Dans un monde bouleversé par les guerres et coups de théâtre politiques, les investisseurs sont à la recherche de repères leur permettant de rendre des décisions pertinentes sur le long terme. Au-delà des événements français, décryptage du marché à travers quatre points clés à prendre en considération au moment de déterminer de son allocation d’actifs.
Par Emmanuel Schafroth – Les Echos – Publié le 24/06/2024
En France, nous n’avons pas attendu l’été pour entrer en phase de crise. « Sell in may and go away », l’adage aura été, cette année, prophétique. Le séisme provoqué par la dissolution de l’Assemblée nationale a pris le CAC 40 par surprise et les investisseurs ont opéré des dégagements massifs.
Au-delà de l’affolement qui a gagné notre marché national, les affaires continuent, notamment aux Etats-Unis, boussole de l’univers financier. Les professionnels de la gestion d’actifs nous livrent leurs dernières analyses et recommandations et répondent aux quatre questions clefs pour l’épargnant.
1. Comment allouer son portefeuille entre actions et obligations ?
Fini les taux négatifs ! Le retour de l’inflation depuis 2022 a en effet eu raison de cette politique peu orthodoxe de la Banque centrale européenne. Elle vient certes de baisser son taux de dépôts de 4 % à 3,75 %, mais cela reste un niveau élevé par rapport à ce qu’il était il y a deux ans : -0,5 % ! Même les obligations d’entreprises « investment grade », considérées comme sûres par les agences de notation, peuvent procurer des rendements supérieurs à 5 %.

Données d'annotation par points
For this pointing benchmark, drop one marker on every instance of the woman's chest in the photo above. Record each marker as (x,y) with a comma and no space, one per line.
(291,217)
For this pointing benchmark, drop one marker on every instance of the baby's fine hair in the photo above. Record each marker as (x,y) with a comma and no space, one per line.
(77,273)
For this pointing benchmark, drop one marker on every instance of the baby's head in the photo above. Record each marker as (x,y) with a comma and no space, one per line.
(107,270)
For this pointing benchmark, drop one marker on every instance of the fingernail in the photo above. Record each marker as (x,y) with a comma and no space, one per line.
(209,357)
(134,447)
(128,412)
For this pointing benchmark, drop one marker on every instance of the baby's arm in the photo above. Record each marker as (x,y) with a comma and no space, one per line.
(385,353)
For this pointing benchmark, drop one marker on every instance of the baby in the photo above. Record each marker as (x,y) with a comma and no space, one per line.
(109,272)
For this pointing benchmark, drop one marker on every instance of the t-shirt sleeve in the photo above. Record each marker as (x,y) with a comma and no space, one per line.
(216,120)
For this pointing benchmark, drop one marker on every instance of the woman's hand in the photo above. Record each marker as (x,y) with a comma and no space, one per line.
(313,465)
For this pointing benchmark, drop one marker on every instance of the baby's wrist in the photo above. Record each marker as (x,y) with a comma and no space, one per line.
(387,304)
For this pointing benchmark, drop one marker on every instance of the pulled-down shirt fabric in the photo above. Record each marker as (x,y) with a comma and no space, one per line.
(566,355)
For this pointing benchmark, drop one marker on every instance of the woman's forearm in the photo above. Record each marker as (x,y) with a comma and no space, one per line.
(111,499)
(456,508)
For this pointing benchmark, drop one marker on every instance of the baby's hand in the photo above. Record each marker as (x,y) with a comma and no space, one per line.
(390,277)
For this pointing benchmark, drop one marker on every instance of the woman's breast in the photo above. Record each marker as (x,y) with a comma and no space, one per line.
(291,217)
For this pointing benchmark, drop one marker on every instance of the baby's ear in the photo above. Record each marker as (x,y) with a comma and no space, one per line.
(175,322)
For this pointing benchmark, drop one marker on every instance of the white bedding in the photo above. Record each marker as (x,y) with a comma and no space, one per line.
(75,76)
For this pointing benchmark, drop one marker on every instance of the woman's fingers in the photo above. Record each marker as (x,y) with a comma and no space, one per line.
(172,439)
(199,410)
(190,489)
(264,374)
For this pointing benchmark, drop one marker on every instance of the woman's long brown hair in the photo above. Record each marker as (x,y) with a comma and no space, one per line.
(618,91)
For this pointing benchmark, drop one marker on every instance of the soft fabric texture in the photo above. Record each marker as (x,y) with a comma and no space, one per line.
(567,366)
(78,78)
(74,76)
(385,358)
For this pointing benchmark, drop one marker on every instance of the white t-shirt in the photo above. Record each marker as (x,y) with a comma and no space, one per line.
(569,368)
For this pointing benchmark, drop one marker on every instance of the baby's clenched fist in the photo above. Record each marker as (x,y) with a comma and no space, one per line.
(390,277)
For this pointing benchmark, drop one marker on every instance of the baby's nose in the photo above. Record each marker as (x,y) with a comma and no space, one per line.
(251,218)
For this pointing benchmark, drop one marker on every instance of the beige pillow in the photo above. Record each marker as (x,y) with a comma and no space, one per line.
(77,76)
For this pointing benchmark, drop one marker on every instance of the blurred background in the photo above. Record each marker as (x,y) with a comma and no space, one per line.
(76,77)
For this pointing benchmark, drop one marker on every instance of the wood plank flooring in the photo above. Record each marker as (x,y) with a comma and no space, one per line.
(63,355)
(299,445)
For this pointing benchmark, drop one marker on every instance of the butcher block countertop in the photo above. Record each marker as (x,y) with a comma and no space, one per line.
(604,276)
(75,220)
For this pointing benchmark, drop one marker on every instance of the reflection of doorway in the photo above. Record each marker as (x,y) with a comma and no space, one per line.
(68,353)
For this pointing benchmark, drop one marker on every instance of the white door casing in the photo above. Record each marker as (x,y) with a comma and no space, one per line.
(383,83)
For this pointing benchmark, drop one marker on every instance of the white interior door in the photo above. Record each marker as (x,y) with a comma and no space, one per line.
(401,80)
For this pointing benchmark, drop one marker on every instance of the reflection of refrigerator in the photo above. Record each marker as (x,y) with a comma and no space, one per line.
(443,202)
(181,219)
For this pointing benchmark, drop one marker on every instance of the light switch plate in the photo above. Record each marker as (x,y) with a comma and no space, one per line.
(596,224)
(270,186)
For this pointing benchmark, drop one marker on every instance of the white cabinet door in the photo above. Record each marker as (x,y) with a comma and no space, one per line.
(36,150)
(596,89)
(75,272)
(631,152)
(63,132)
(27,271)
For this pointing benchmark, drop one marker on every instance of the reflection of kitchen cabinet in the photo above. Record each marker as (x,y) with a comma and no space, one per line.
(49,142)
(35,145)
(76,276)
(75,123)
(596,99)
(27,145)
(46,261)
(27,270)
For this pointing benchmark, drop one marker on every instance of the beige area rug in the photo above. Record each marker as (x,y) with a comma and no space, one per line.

→ **TRAVAIL À RÉALISER**
1. Reproduisez fidèlement le passage de l'article sur les marchés qui commence à « Par Emmanuel Schafroth » et se termine à « et obligations ? ».
2. D'après l'article sur les marchés, à quel niveau la Banque centrale européenne vient-elle de ramener son taux de dépôts ?
3. Rédigez la suite de l'article sur les marchés à partir de sa dernière phrase.

→ **RÉPONSES ATTENDUES**
1.
Par Emmanuel Schafroth – Les Echos – Publié le 24/06/2024
En France, nous n’avons pas attendu l’été pour entrer en phase de crise. « Sell in may and go away », l’adage aura été, cette année, prophétique. Le séisme provoqué par la dissolution de l’Assemblée nationale a pris le CAC 40 par surprise et les investisseurs ont opéré des dégagements massifs.
Au-delà de l’affolement qui a gagné notre marché national, les affaires continuent, notamment aux Etats-Unis, boussole de l’univers financier. Les professionnels de la gestion d’actifs nous livrent leurs dernières analyses et recommandations et répondent aux quatre questions clefs pour l’épargnant.
1. Comment allouer son portefeuille entre actions et obligations ?

2. À 3,75 %, contre 4 % auparavant.

3.
On peut s’intéresser à des titres plus spécifiques : les obligations subordonnées émises par les banques. Si les actions du secteur ont dégringolé en Bourse après l’annonce de la dissolution de l’Assemblée nationale, la solvabilité des banques européennes, soumises à une réglementation particulièrement contraignante, ne fait pas de doute. Cette solidité financière, à défaut de solidité boursière, fait l’intérêt de ces fameuses obligations subordonnées. Le rendement moyen du portefeuille d’Axiom Obligataire, fonds spécialisé dans ce type de titres, est actuellement de l’ordre de 7,6 %. Attrayant !
La part des obligations dans un portefeuille dépend de l’investisseur, mais l’exemple du fonds flexible Tikehau International Cross Assets, qui peut faire varier sa répartition entre actions et obligations en toute liberté, est intéressant. « Alors que la part obligataire était restée fixée à 0 % entre 2016 et 2022, elle est aujourd’hui de 65 % », indique Raphaël Thuin, directeur des stratégies de marchés de capitaux chez Tikehau Capital.
Pour un portefeuille équilibré, Alexandre Hezez, stratégiste du groupe Richelieu, préconise de son côté un portefeuille intégrant 40 % d’actions et 50 % d’obligations. « La désinflation va se poursuivre, ce qui est positif pour les obligations, et conserver 10 % de cash permettra de se repositionner en cas de repli des actions, ce qui pourrait arriver à l’occasion des élections législatives françaises », indique-t-il. Sa préférence va aux obligations « investment grade » aux Etats-Unis, tandis qu’en Europe les combiner avec du « high yield » semble judicieux, du fait de l’accélération économique attendue et de la bonne santé des entreprises.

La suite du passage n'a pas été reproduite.